To do:
Reproduce word for word the lines of the records from the line containing "Point out every instance of the slick" through the line containing "x=1000, y=769", including both of those lines.

Information given:

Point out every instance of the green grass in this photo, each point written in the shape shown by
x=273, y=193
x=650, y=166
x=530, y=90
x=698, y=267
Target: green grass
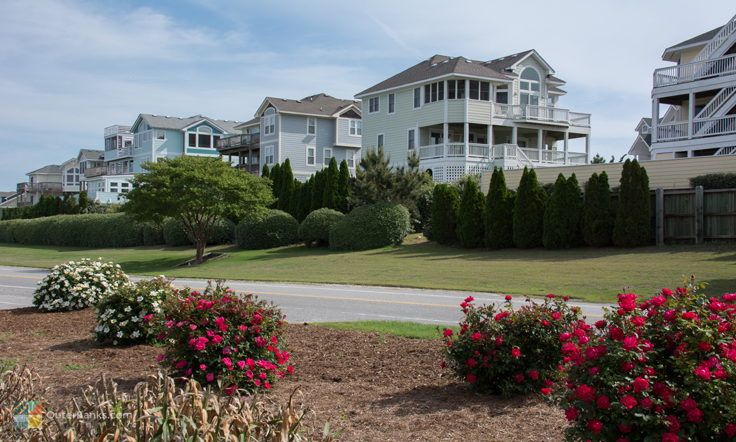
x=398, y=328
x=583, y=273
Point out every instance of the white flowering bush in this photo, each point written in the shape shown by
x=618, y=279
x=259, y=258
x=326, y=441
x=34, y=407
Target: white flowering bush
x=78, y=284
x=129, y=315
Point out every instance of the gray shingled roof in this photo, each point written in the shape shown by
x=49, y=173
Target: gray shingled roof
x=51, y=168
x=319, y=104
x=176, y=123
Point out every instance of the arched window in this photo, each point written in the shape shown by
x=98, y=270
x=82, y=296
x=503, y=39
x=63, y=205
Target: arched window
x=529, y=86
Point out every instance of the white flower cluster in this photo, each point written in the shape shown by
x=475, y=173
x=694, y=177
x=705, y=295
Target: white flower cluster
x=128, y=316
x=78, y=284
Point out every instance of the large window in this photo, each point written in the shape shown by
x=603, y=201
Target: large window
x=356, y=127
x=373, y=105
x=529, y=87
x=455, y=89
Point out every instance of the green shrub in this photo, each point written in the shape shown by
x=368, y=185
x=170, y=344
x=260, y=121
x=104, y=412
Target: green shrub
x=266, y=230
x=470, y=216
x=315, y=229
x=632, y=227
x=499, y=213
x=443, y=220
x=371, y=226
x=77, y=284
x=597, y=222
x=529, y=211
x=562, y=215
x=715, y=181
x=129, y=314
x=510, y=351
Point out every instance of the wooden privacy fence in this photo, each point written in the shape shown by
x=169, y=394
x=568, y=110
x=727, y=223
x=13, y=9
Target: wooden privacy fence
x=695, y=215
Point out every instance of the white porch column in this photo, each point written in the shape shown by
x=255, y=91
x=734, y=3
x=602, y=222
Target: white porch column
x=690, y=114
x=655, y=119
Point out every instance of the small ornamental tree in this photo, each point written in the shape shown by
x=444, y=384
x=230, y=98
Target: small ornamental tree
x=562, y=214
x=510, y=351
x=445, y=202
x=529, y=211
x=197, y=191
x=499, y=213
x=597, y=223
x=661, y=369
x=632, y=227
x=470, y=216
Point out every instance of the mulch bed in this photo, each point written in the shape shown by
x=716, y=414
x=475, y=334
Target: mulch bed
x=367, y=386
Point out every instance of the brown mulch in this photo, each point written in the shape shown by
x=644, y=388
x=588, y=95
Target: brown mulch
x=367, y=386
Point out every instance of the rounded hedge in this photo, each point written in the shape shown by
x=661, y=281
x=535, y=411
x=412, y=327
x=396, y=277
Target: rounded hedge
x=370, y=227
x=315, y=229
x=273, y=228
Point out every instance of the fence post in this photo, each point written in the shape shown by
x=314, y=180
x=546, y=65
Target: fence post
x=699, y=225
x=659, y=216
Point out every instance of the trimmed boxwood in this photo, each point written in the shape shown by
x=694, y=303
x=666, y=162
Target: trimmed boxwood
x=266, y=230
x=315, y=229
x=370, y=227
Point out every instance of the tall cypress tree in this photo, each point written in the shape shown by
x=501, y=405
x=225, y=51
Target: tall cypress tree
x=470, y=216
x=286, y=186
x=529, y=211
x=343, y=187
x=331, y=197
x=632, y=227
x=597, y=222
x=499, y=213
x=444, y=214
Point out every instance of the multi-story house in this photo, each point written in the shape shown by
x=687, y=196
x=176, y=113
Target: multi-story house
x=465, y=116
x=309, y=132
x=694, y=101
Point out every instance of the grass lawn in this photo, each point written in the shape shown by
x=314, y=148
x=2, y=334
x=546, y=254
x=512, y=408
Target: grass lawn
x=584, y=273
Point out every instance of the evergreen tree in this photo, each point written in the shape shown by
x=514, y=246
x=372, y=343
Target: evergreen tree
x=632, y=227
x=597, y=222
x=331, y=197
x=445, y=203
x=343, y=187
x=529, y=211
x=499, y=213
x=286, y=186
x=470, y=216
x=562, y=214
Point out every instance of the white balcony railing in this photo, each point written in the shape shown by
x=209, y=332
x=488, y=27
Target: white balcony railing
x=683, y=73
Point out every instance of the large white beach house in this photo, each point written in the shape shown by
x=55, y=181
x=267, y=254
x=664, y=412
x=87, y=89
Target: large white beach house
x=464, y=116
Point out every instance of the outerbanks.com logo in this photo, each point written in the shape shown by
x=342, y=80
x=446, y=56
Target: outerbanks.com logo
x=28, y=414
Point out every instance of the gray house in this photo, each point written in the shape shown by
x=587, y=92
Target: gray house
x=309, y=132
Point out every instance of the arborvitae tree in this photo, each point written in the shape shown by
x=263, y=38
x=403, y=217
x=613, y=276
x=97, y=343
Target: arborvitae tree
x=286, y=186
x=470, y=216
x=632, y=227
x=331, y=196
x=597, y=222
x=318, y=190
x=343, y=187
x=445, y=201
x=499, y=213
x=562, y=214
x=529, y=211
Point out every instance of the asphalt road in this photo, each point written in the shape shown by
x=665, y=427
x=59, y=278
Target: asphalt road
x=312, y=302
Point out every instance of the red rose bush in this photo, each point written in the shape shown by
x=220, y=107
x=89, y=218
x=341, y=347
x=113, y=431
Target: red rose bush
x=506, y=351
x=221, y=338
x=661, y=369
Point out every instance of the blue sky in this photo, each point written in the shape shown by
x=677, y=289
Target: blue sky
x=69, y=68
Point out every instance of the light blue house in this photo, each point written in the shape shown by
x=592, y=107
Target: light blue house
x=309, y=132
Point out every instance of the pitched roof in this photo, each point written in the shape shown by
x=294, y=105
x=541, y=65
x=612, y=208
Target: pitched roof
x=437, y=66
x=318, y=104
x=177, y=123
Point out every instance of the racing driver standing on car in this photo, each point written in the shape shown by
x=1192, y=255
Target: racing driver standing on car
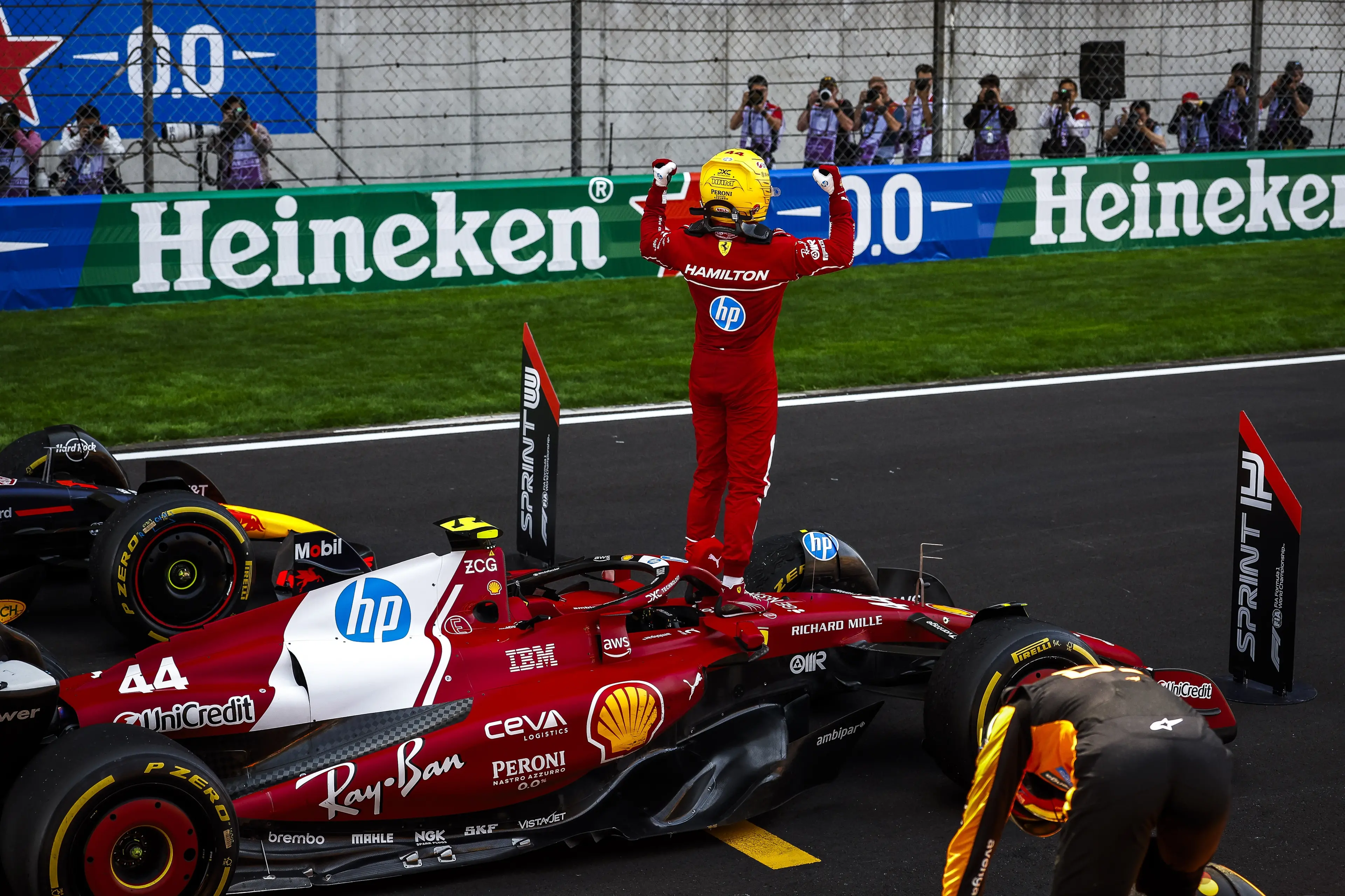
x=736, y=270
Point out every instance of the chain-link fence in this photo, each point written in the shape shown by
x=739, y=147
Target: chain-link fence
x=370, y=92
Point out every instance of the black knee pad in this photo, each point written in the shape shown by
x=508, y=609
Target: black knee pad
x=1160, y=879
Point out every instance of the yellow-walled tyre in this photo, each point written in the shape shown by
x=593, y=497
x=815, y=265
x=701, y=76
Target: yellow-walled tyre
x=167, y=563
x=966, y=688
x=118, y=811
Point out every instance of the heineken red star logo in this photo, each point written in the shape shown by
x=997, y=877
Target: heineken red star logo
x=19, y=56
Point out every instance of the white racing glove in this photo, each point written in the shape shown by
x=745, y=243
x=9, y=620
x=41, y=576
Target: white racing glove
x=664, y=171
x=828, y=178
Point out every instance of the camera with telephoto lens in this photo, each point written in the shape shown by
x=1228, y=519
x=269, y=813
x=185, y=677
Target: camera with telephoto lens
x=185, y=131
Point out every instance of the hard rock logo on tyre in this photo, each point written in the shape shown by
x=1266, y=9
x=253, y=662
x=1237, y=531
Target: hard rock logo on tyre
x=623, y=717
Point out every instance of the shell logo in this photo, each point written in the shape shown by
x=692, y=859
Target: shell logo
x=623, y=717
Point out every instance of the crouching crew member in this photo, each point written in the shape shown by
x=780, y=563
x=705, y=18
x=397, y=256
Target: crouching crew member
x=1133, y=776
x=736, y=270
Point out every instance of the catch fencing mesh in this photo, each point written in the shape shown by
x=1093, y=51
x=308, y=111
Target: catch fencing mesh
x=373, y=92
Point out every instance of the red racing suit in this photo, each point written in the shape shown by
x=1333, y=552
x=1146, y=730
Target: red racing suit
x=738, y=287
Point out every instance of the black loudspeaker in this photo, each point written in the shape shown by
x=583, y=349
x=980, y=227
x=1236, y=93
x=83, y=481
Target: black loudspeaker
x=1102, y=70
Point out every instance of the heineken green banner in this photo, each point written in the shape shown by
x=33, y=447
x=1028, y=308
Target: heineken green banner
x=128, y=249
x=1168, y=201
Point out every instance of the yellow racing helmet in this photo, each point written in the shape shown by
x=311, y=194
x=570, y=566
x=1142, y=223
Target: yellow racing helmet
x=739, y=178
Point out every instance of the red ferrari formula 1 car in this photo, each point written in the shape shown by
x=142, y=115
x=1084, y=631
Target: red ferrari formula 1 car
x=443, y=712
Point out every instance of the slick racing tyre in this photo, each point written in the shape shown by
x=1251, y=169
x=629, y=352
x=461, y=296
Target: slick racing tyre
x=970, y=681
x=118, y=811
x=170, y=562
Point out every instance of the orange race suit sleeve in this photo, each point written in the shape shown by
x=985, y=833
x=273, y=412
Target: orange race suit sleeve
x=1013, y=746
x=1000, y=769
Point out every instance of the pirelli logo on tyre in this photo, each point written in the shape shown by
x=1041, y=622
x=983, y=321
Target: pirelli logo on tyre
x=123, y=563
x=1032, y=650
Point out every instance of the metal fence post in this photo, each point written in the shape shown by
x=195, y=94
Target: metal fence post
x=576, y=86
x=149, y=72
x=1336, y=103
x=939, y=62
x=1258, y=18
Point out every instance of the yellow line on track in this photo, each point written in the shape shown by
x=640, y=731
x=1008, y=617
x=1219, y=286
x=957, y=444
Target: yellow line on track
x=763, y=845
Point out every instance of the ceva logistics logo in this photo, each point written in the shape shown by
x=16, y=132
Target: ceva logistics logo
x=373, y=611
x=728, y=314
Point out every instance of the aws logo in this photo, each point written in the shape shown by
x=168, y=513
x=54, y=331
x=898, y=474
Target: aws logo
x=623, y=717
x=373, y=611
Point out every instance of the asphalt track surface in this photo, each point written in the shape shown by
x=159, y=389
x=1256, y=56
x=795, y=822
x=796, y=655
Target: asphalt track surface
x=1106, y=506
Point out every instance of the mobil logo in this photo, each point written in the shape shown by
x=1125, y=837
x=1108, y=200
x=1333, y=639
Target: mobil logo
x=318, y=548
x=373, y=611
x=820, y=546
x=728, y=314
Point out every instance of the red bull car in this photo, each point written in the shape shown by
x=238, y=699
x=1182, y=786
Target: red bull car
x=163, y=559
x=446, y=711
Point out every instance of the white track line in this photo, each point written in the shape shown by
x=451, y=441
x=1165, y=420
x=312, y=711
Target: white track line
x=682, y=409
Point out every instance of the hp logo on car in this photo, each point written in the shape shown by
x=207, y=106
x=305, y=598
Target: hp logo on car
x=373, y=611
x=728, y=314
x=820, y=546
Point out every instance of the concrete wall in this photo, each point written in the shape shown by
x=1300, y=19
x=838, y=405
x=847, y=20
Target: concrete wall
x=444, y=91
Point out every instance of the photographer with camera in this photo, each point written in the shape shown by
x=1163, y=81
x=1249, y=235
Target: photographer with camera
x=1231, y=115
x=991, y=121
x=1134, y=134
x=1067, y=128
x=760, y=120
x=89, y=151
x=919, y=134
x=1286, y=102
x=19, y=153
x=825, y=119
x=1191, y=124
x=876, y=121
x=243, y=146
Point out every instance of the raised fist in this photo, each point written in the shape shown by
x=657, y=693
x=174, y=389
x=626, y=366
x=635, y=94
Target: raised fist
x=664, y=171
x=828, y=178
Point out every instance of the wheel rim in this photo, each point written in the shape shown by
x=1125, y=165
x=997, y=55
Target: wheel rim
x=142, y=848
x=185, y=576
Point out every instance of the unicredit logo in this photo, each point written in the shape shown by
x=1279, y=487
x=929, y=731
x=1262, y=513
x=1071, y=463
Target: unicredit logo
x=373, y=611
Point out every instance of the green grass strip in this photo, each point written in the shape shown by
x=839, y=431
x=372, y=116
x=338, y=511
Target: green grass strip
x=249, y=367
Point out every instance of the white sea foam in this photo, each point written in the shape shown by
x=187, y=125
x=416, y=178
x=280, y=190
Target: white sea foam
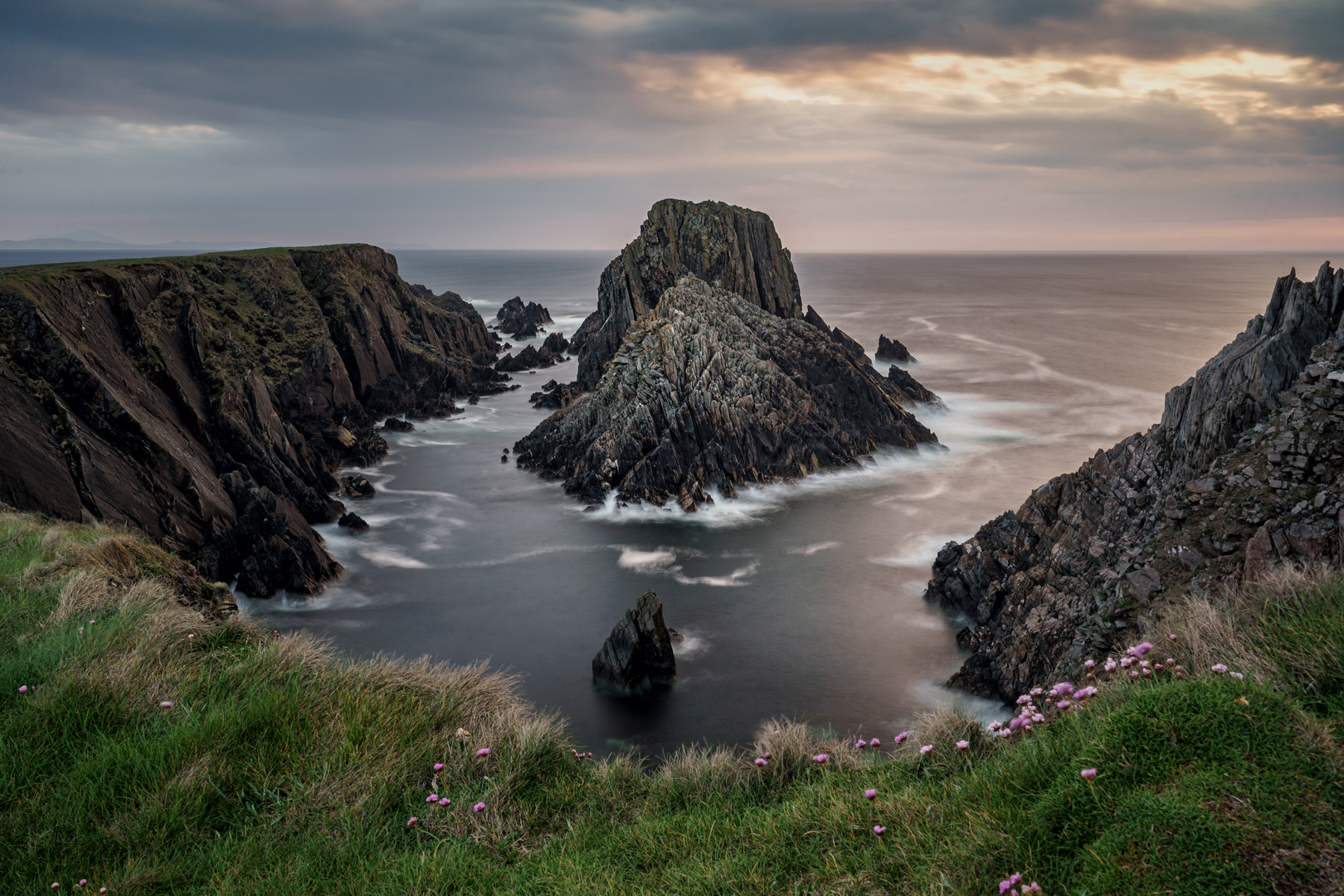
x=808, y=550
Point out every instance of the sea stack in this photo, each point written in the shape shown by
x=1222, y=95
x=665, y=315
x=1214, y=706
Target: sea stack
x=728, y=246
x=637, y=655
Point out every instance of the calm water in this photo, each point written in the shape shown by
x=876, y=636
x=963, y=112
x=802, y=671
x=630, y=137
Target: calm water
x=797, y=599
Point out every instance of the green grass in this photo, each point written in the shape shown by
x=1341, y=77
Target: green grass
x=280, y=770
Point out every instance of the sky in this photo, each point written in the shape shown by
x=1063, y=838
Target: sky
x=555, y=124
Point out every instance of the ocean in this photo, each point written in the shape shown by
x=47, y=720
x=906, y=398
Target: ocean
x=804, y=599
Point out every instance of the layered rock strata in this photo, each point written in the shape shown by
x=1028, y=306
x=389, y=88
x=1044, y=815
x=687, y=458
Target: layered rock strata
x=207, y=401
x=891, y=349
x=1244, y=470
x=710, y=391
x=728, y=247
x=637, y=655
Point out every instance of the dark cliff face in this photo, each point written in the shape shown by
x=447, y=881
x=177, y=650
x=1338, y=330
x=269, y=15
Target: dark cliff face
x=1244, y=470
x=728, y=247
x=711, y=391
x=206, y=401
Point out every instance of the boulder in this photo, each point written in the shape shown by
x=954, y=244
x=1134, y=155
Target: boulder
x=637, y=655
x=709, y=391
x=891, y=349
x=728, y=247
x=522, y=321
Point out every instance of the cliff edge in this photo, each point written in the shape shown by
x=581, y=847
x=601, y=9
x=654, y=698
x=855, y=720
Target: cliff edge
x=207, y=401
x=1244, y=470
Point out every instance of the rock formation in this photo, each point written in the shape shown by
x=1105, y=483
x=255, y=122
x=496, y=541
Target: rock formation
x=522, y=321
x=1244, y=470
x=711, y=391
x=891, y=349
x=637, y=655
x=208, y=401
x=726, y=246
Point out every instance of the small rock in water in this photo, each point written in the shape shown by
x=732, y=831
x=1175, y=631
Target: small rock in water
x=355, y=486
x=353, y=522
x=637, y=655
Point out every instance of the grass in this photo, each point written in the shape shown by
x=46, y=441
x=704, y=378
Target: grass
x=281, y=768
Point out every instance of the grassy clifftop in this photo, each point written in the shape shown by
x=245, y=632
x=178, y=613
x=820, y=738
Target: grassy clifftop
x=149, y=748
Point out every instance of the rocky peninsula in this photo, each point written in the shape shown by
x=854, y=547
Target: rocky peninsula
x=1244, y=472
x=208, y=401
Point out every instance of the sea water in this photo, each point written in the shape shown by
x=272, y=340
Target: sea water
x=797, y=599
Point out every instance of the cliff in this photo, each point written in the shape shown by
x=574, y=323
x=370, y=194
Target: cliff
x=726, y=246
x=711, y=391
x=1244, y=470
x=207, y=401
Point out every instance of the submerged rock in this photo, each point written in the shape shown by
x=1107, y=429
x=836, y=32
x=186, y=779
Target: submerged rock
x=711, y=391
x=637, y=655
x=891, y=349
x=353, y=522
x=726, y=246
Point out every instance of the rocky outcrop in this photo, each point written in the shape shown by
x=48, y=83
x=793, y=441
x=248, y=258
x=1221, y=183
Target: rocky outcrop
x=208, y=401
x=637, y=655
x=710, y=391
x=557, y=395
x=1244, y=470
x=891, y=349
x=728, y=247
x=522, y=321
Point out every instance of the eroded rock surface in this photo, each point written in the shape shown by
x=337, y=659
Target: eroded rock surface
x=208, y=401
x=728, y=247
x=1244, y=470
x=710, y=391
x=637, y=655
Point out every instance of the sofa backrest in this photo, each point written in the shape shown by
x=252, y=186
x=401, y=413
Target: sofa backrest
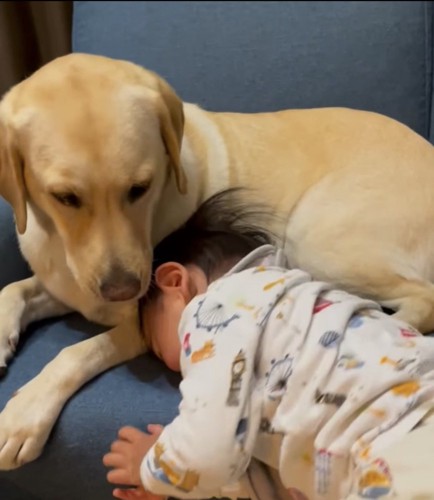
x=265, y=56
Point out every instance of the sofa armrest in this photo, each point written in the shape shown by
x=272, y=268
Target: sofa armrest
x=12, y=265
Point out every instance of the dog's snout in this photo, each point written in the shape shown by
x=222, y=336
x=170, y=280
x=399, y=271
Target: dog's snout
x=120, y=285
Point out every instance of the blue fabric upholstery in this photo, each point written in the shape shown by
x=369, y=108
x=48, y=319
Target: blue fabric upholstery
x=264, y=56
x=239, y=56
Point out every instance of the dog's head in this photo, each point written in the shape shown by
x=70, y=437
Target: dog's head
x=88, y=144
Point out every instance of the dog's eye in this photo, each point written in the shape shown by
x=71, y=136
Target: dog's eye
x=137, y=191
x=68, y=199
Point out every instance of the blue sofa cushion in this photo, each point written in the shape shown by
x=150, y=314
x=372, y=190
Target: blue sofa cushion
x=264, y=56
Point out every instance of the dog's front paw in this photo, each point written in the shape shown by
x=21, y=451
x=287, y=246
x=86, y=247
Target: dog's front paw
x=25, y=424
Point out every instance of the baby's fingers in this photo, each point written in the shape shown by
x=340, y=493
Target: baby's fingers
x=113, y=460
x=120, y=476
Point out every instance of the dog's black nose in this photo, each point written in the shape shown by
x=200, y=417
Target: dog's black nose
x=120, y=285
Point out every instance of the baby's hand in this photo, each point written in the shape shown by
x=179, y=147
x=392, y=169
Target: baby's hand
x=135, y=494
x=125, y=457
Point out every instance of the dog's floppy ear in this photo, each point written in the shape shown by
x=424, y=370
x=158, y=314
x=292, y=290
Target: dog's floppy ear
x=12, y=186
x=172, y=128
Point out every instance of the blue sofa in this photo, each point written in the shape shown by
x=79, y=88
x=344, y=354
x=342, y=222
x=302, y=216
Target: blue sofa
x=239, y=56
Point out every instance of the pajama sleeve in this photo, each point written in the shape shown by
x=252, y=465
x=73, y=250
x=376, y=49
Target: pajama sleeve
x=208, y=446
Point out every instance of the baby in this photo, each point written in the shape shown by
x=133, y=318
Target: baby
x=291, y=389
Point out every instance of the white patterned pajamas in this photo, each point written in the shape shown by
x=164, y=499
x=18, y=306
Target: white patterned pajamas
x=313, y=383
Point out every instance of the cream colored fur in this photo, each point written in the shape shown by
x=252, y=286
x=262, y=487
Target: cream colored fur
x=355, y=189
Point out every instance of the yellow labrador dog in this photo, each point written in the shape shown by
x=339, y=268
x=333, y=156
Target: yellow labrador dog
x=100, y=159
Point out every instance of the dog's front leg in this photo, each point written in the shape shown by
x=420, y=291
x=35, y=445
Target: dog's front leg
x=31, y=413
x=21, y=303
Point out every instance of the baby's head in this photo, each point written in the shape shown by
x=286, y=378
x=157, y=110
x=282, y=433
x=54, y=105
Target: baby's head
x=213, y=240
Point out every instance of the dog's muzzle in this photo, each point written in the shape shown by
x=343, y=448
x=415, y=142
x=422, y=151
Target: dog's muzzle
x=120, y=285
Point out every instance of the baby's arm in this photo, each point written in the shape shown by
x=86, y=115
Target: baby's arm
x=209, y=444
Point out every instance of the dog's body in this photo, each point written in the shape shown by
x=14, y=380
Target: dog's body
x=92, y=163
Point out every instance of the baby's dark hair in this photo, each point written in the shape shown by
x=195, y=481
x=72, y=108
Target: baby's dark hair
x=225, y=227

Solution for this problem:
Point out every instance of the slick racing tyre in this photo, each point written in the shape shown by
x=1251, y=169
x=629, y=352
x=461, y=296
Target: slick racing tyre
x=970, y=681
x=118, y=811
x=170, y=562
Point out every instance of the orange race suit sleeve in this photo, each point written in the shape shown by
x=985, y=833
x=273, y=412
Target: orange race suit sleeve
x=1013, y=746
x=1000, y=769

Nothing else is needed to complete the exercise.